====== Extract to read
Junie Moon was kind enough to let me share this story with you. I stumbled on it doing a Flickr search for knitted washcloths. June loves to knit for a good cause and we are pleased to support her work. You can see all of June’s projects via her blog and Flickr site.
My husband has us on a “watch all the James Bond movies in order” project. So, I am knitting a cotton washcloth per movie (I’m averaging 2 cloths per ball of yarn). The results are great for giving to the domestic violence shelter (psychologically semi-offsets the violence in the movies) or any other place where they will be useful. They work great in little kits: a washcloth, pretty bar of soap, toothpaste, toothbrush, etc.
I use size 7 needles but bind off using size 9. The yarn brand is Sugar’n Cream. Here is the pattern:
Row 1: K
Row 2: K
Row 3: K3, P1, *K1, P1″ until end of row but K the last 2 stitches
Row 4: K3, P1, *K1, P1″ until end of row but K the last 2 stitches
Repeat rows 1-4 until the washcloth is the size you want, end with row 2, and then BO.
============
▶ [To be done]
A) Repeat word for word the stretch of the washcloth knitting post from "Junie Moon was" through "toothpaste, toothbrush, etc.".
B) Continue the washcloth knitting post from the point where it stops.
====== Data
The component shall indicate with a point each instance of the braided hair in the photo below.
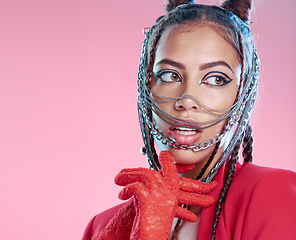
============
▶ [Per-task answers]
A)
Junie Moon was kind enough to let me share this story with you. I stumbled on it doing a Flickr search for knitted washcloths. June loves to knit for a good cause and we are pleased to support her work. You can see all of June’s projects via her blog and Flickr site.
My husband has us on a “watch all the James Bond movies in order” project. So, I am knitting a cotton washcloth per movie (I’m averaging 2 cloths per ball of yarn). The results are great for giving to the domestic violence shelter (psychologically semi-offsets the violence in the movies) or any other place where they will be useful. They work great in little kits: a washcloth, pretty bar of soap, toothpaste, toothbrush, etc.

B)
The washcloths in the photo went towards a couple of charitable endeavors. One was for Kelli Donley’s project to help an orphanage in Mozambique (http://www.africankelli.com/2007/04/17/giddyup/). We were tasked to fill zip-loc bags from a list of needed items. I made 10 packets and in each one went a washcloth I’d knitted along with soap, toothpaste, toothbrush, etc. and I added little toys to each. My little zip-loc baggies were chock full of as many goodies as I could squeeze in there.
In addition to the orphanage project, I knitted some of the washcloths for domestic violence shelters as part of my support for Loves Many Cloths; they have a presence on Ravelry and host a Yahoo! group.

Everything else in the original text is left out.